## Dataset rows
--
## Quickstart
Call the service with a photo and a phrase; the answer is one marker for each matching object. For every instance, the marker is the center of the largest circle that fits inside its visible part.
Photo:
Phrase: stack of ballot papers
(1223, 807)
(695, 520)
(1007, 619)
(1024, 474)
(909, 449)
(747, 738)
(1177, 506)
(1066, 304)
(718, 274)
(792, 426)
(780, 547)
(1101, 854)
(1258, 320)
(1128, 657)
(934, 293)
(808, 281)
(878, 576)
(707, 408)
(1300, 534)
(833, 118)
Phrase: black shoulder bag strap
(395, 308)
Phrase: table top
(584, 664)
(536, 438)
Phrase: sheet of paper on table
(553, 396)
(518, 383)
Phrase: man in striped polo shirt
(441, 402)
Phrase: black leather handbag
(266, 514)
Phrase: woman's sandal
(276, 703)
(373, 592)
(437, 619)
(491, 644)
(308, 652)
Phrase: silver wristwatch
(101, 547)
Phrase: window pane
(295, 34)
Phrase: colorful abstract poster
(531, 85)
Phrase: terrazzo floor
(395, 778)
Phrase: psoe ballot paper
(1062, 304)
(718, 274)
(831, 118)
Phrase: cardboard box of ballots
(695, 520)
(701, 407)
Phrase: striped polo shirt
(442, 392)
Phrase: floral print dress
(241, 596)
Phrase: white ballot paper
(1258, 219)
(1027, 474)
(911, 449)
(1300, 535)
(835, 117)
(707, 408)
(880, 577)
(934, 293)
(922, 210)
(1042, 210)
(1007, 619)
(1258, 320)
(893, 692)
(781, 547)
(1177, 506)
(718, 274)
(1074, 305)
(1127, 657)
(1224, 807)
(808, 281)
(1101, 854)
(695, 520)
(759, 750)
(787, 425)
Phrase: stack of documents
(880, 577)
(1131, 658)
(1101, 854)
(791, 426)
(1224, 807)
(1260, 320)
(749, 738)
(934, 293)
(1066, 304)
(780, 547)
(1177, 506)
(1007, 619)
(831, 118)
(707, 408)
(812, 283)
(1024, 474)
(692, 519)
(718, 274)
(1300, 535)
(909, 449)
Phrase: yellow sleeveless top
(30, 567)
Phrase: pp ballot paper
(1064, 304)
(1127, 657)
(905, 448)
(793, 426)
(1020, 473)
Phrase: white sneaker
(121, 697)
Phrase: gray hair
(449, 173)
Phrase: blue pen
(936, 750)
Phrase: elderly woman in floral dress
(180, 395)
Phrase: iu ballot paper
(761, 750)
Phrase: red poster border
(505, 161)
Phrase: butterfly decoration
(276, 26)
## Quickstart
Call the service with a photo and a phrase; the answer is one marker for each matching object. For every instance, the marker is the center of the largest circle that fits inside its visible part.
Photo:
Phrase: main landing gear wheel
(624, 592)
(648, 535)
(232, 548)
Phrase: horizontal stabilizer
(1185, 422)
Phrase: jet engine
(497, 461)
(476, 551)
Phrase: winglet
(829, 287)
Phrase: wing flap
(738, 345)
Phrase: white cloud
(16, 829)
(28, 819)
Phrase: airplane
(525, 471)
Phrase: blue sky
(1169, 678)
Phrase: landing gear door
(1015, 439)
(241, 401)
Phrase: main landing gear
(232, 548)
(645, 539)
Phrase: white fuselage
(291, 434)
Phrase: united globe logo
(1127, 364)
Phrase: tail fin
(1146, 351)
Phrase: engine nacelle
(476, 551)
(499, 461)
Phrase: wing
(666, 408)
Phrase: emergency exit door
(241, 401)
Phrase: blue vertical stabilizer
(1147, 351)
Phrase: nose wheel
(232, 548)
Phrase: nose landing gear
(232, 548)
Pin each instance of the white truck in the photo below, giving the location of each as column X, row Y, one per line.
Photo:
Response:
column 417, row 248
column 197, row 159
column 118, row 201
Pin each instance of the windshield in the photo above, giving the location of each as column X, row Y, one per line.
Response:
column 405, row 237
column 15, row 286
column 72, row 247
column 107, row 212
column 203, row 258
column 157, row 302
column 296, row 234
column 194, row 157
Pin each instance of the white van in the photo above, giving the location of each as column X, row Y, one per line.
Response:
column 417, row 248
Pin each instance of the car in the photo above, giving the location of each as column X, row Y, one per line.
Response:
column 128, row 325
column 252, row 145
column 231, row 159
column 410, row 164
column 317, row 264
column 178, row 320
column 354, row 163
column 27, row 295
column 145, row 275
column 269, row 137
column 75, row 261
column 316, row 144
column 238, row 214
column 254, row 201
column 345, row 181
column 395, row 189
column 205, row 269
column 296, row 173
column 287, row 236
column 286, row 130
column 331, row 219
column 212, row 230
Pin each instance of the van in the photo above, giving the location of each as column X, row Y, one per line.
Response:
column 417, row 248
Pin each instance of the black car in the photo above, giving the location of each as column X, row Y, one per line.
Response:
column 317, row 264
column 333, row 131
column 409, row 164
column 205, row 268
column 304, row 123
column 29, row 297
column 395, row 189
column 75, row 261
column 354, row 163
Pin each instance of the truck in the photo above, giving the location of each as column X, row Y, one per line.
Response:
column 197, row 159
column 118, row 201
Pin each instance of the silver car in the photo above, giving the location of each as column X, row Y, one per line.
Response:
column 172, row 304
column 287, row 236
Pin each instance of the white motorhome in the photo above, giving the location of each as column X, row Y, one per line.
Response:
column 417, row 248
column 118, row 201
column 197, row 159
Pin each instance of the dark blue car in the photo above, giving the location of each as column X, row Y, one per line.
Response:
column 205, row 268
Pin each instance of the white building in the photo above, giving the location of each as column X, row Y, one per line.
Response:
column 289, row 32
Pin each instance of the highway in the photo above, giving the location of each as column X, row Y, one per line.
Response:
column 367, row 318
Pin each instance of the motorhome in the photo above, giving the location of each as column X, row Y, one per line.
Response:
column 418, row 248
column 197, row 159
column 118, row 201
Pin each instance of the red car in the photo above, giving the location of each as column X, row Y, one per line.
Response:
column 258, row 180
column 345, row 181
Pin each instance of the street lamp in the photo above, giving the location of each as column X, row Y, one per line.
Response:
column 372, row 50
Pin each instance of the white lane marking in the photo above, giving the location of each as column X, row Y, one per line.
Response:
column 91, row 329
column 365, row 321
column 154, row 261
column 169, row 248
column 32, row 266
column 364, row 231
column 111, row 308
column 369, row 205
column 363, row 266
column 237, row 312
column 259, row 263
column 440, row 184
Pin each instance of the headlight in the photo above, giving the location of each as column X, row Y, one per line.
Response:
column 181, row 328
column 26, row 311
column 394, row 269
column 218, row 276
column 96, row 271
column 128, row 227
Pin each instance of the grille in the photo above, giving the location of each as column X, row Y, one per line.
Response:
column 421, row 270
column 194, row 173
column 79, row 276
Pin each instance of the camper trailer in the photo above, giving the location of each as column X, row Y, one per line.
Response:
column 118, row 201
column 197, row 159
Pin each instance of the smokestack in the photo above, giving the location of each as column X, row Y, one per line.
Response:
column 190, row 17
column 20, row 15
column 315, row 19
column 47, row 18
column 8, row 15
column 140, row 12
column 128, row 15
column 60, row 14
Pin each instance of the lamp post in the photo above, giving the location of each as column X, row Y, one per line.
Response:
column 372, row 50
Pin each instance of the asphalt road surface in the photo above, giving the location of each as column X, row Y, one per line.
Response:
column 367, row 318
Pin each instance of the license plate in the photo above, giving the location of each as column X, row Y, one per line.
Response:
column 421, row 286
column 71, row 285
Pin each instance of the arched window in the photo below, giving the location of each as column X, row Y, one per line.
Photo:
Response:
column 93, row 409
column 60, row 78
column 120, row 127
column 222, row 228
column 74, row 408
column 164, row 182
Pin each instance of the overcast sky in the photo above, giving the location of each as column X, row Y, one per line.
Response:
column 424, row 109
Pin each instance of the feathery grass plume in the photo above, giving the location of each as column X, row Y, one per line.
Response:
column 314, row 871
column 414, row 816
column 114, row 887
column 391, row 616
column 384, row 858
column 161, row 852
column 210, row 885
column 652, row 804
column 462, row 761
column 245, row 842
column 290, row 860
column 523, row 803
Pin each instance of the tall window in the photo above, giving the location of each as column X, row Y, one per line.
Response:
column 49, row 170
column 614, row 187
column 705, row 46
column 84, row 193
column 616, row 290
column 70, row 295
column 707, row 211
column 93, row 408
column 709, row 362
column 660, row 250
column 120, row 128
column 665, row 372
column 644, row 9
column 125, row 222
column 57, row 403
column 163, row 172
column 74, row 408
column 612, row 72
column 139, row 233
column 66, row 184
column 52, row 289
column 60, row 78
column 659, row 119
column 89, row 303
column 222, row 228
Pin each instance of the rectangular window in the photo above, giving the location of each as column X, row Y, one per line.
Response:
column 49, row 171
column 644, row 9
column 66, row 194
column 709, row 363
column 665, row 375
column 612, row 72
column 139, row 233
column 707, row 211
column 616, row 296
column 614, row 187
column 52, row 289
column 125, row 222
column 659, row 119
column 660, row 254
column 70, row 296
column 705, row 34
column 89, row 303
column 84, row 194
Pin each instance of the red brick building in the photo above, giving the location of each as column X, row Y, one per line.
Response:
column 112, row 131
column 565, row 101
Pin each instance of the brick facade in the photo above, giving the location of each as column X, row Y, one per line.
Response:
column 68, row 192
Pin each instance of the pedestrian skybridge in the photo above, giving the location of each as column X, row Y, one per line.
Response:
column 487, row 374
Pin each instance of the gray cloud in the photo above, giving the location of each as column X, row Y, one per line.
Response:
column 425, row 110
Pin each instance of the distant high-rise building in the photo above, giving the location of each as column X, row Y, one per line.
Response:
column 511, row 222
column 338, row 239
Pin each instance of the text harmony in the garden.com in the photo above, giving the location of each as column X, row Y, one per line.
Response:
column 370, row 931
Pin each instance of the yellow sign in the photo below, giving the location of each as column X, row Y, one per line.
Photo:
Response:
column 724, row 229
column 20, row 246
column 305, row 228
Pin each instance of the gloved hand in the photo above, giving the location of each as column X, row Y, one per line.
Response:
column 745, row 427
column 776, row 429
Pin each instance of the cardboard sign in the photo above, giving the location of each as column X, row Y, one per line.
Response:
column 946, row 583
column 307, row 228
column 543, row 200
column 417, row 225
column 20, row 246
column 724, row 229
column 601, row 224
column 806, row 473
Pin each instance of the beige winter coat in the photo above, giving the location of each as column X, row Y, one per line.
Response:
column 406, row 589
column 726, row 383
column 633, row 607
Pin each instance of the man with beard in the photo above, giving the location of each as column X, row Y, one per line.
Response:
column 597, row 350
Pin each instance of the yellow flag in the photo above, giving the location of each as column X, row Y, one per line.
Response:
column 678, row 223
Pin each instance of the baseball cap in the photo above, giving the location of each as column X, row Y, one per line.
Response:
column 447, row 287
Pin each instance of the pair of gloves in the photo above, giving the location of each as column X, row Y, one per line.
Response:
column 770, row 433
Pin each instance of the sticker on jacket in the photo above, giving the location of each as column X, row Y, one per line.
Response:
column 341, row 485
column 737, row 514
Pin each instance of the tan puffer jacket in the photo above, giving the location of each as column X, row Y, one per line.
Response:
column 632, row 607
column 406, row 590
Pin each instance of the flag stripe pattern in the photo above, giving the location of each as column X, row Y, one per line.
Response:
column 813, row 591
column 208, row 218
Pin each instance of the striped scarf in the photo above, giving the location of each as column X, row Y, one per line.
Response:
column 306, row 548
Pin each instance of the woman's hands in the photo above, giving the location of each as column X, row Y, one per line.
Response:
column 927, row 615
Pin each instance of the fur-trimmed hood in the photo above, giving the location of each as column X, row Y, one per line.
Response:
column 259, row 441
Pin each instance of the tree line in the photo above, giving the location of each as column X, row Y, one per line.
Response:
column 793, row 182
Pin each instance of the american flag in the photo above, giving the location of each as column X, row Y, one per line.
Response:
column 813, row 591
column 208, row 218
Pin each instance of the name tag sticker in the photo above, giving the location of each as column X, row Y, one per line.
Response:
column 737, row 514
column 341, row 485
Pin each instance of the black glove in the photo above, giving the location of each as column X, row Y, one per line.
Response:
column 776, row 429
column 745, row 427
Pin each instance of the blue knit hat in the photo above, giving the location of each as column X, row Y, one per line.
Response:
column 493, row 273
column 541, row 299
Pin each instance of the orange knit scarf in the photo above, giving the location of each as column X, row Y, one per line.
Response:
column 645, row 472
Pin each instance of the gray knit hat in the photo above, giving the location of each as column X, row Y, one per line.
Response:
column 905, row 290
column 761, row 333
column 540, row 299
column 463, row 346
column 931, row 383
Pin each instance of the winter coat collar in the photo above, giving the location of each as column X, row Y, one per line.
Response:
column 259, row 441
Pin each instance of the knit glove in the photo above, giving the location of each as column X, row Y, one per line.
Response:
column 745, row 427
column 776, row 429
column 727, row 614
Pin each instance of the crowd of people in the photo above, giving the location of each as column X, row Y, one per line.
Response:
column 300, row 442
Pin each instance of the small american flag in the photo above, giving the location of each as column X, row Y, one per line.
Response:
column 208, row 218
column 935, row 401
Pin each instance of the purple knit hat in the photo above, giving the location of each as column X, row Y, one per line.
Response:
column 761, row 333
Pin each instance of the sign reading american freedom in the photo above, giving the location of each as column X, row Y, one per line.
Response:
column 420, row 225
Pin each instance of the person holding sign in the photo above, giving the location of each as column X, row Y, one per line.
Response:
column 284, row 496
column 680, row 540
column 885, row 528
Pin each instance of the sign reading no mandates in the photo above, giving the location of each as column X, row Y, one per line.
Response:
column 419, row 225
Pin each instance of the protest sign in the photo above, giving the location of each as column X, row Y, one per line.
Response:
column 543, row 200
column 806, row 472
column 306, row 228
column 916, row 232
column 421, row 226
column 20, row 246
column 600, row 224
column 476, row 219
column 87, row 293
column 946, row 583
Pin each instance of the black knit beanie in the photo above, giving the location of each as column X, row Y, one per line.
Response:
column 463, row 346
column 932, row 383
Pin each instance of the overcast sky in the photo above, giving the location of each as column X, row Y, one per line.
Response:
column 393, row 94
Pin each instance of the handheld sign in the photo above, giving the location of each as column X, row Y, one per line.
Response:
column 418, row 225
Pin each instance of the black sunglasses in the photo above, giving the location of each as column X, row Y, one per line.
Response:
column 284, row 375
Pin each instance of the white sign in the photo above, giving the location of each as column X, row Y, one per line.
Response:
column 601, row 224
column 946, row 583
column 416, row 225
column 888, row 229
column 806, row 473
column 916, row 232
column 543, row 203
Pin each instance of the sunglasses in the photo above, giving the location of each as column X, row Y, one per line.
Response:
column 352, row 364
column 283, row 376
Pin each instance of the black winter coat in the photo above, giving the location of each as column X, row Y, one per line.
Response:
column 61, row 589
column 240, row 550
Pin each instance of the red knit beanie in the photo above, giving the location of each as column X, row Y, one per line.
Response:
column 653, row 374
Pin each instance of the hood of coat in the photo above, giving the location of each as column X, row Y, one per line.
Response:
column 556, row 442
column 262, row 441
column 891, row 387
--
## What needs to be done
Only the lines from the one holding "Pin each instance of the white sign" through the end of the listing should be given again, exactly and with both ends included.

## Task solution
Pin each instance of the white sign in the photo above, giving the location of each as column X, row Y, one per line.
Response:
column 601, row 224
column 946, row 583
column 416, row 225
column 888, row 229
column 806, row 473
column 916, row 232
column 543, row 203
Pin each instance of the sunglasses in the photo above, giving the location of each as column X, row Y, one per line.
Response:
column 352, row 364
column 283, row 376
Pin each instance of the black winter coat in the photo above, giving the location of each as column X, row Y, one per line.
Response:
column 61, row 589
column 240, row 550
Pin each instance of the red knit beanie in the photo above, giving the location of each as column X, row Y, one per line.
Response:
column 653, row 374
Pin each instance of the hood of coat in the photo above, giving the location of each as column X, row Y, one per line.
Response:
column 556, row 442
column 262, row 441
column 891, row 387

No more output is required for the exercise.